» **DIRECTIVES**
1/ Which distinct usernames post in the Karubeque forum thread?
2/ Write what comes next in the Karubeque forum thread, picking up after its last line.

» **SOURCE EXTRACT**
* * *
# The Karubeque: Is it worth it?



## old sarge (Feb 23, 2018)

I will admit being intrigued by this.  In fact, a member on another forum I belong to swears by it and says it is the only way to go. Looking for other opinions.

https://kbq.us/video-tour/


----------



## Rings Я Us (Feb 23, 2018)

Not sure how that works
http://www.rectecgrills.com/rec-tec-grills-bullseye/

More intriguing to me is this one.


----------



## SonnyE (Feb 23, 2018)

Yeah, I watched that before Sarge.
But nei $1500 is kinda pricey, IMHO.


----------



## pops6927 (Feb 23, 2018)

He lives in Southlake, Tx., northeast of Fort Worth.  About 40 min. from here (2 hours in rush hour traffic! lol!)


----------



## motocrash (Feb 23, 2018)

Very interesting. old sarge - Get one and tell us how well it works:)


----------



## old sarge (Feb 24, 2018)

Found this video of one being used to smoke a brisket.  I found it interesting but not enough for me to take the plunge.  Not yet, anyway.


----------



## motocrash (Feb 24, 2018)

Good god man! Is he gonna light the steps on fire? :eek:


----------



## old sarge (Feb 24, 2018)

Oh, you noticed that as well!  And meanwhile he is shooting pool, watching the history channel, etc.  Sort of like fiddling while Rome burns (to borrow an old metaphor).


----------



## SonnyE (Feb 24, 2018)

motocrash said:


> Good god man! Is he gonna light the steps on fire? :eek:



No, that's just an optical delusion.


----------



## SonnyE (Feb 24, 2018)

old sarge said:


> Oh, you noticed that as well!  And meanwhile he is shooting pool, watching the history channel, etc.  Sort of like fiddling while Rome burns (to borrow an old metaphor).
* * *
» **MATERIAL**
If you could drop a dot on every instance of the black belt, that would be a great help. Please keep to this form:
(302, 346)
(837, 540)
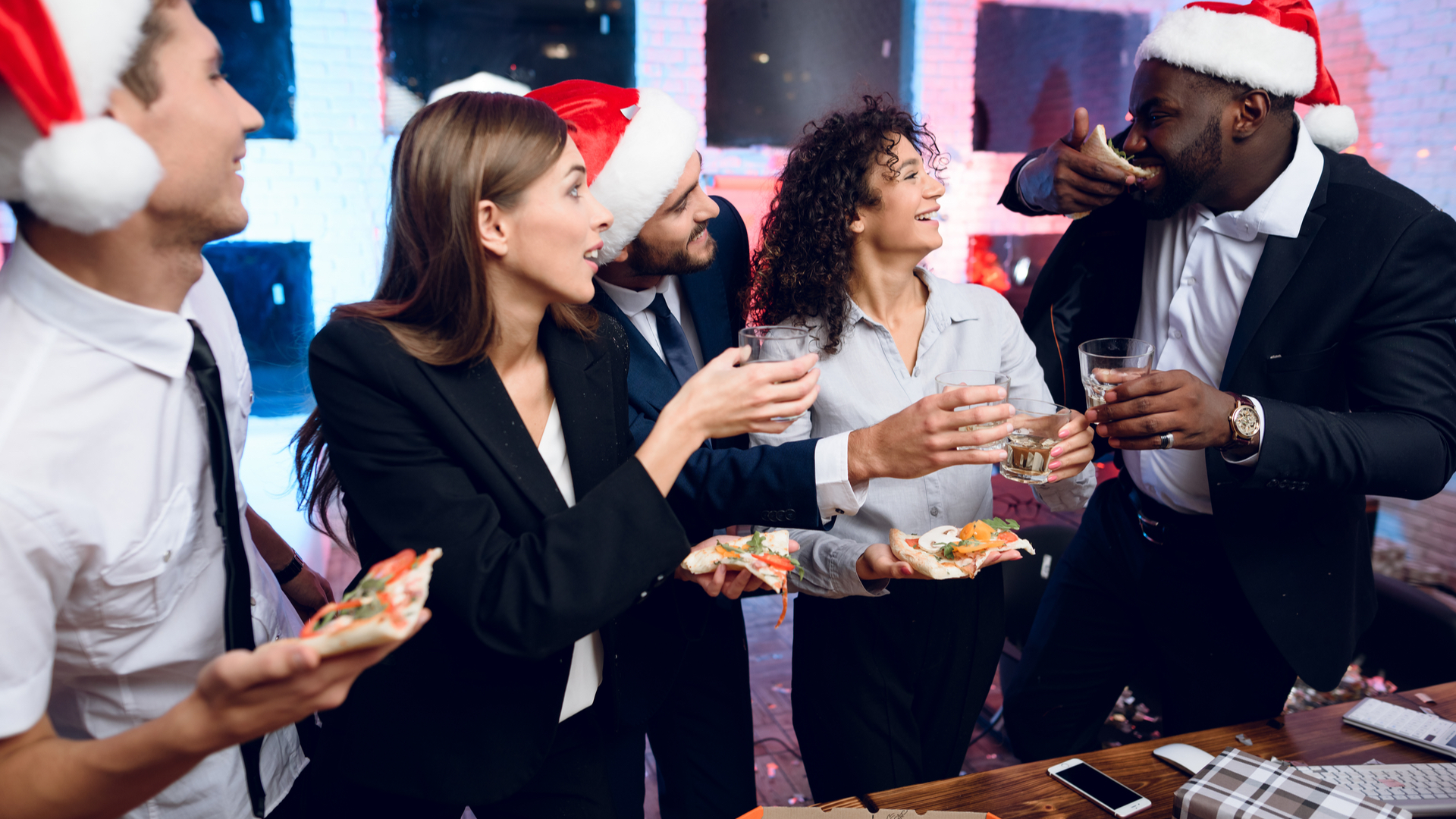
* * *
» **ANSWERS BELOW**
1/ old sarge, Rings Я Us, SonnyE, pops6927, motocrash

2/
I'm sorry Sarge, but that guy would never be allowed on the street, let alone the red carpet at the Oscars.
I had to grab and slide past to get to the meat of the matter. Why waste peoples time with his sick attempt at being entertaining? I never play games, and don't care one bit what bubba watches on tv.
Then he misses key points like applying his store bought rub, and the carving.
He couldn't swab a cannon bore.


----------



## kruizer (Mar 8, 2018)

Kinda looks to me like a solution in search of a problem.


----------



## old sarge (Mar 8, 2018)

I will admit it is intriguing but not something I would leave unattended when in use because it has actual fire. And it is definitely not anywhere close to being on my list of things to buy. The Smokin-it and gas grill do everything I want to do.


----------



## gmc2003 (Mar 8, 2018)

To many things to break down for my liking. I can see those fans getting all gunked up after a period of time. My pellet stove for home heating has had issue with the convection fan. I don't want to play the same game with my smoker.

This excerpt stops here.